Recorded data:
▼
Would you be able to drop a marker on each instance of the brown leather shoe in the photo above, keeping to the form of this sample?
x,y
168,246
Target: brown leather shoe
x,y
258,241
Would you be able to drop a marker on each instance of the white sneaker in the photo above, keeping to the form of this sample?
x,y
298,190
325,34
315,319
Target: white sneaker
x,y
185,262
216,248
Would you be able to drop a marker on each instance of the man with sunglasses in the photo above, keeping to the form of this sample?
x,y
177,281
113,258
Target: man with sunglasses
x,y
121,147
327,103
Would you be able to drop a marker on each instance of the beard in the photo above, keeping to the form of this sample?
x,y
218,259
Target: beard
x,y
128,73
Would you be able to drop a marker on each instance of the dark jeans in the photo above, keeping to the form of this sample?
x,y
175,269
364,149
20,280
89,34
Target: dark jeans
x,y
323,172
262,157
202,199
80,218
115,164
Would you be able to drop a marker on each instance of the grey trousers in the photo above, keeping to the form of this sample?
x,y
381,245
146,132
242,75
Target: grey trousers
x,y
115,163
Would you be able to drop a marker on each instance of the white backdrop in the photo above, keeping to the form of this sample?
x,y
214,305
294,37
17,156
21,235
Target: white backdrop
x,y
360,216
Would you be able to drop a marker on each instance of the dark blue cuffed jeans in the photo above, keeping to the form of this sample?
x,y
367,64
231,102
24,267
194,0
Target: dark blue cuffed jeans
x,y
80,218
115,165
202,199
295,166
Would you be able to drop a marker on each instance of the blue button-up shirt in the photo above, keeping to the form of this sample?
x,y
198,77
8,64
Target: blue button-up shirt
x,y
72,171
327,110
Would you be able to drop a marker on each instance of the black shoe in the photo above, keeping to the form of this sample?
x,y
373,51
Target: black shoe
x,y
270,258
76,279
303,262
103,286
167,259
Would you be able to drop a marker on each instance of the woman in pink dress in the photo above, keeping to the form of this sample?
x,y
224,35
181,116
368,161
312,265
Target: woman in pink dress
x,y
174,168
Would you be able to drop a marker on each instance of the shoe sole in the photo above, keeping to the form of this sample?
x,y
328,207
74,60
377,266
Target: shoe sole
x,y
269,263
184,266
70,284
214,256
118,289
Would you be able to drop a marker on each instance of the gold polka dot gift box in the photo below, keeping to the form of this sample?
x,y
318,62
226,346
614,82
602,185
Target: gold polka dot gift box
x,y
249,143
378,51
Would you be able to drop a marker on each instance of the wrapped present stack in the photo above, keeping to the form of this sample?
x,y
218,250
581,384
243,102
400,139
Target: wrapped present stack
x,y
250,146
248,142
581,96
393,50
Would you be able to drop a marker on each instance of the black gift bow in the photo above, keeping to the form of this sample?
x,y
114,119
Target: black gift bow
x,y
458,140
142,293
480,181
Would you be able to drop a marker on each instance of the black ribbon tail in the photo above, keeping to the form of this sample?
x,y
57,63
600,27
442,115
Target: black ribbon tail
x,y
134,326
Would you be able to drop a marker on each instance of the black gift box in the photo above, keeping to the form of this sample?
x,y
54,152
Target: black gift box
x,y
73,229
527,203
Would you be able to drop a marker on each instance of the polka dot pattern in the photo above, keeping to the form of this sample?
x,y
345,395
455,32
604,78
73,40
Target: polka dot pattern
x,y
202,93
▲
WORK REQUIRED:
Retype the listing above in full, with no alterations.

ANSWER FOR THIS EXERCISE:
Would you be able to drop a marker on each instance of the brown leather shoe in the photo above, keeping to the form of this sample?
x,y
168,246
Target: brown leather shoe
x,y
258,241
Would you be able to drop a marker on each instance of the white sneaker in the photo above, keeping to the form of this sample?
x,y
298,190
325,34
315,319
Target: white sneaker
x,y
185,262
216,248
Would you be able to drop a marker on each instance of the man with sunglasses in the photo above, keeping to the form of this sample?
x,y
177,281
113,258
Target: man with sunglasses
x,y
121,147
327,103
Would you be able to drop a marker on each instance of the beard in the photo above, keeping to the form of this sample?
x,y
218,259
Target: beard
x,y
128,73
Would you be able to drop a marker on each instance of the dark jeans in the photo above, keeping to the form of this sample?
x,y
175,269
364,149
20,280
89,34
Target: dark jeans
x,y
323,172
262,157
202,199
80,218
115,164
Would you be able to drop a marker on each instance of the grey trousers in the photo above, keeping to the form of this sample?
x,y
381,245
146,132
242,75
Target: grey trousers
x,y
115,163
Would you be able to drop a marker on each instance of the white backdrop in the photo above, keeping to the form of this sample?
x,y
214,305
294,37
17,156
21,235
Target: white backdrop
x,y
360,216
Would you be able to drop a marker on each instance of the dark blue cuffed jeans in the photo above, keeping to the form of this sample?
x,y
367,64
231,102
24,267
194,0
Target: dark blue cuffed jeans
x,y
80,218
115,165
202,199
295,166
Would you be able to drop a marker on each instance of the blue button-up shirt in the photo above, keeping to the form of this sample?
x,y
198,77
8,64
Target: blue button-up shirt
x,y
72,171
327,110
Would you be able to drop a marker on each instance of the black shoe in the photo above, keeping to the form of this sample?
x,y
373,51
Target: black shoe
x,y
270,258
76,279
303,262
103,286
167,259
Would you be able to drop a marker on each instance of the woman in pink dress in the photo above, keeping to the form of this sample?
x,y
224,35
181,116
368,161
312,265
Target: woman in pink dress
x,y
174,168
Would you be able to drop a marker on each instance of the shoe sole in the photo above, keeping to the form of this sample?
x,y
328,207
74,60
377,266
Target: shoe sole
x,y
269,263
184,266
70,284
214,256
118,289
Would you be able to drop a marker on each instance of the gold polka dot gift box in the photo below, keeping to the form of this sample?
x,y
318,62
226,346
614,82
602,185
Target: gold polka dot gift box
x,y
249,143
378,51
Would you be able to drop a marker on each instance of the wrapped present stack in the photo above, keeping to the form of this sample?
x,y
218,250
581,384
243,102
400,139
Target: wrapped present stack
x,y
250,146
248,142
581,96
393,50
Would you be able to drop a marker on each instance of the black gift bow in the photo above, keeping to the form of this sample?
x,y
114,119
Target: black gift bow
x,y
458,140
142,293
480,181
Would you be able to drop a marker on each instance of the black ribbon tail in the photo above, keeping to the form of this sample?
x,y
57,63
600,27
442,115
Target: black ribbon tail
x,y
134,326
Would you be able to drop a marker on each instance of the black gift box in the photo above, keeping to the form of this sample?
x,y
54,152
Target: black gift box
x,y
73,229
527,203
Would you be able to drop a marker on each instance of the polka dot pattern in the photo above, keeping to the form of this sample?
x,y
345,395
455,32
604,78
73,40
Target: polka dot pattern
x,y
202,93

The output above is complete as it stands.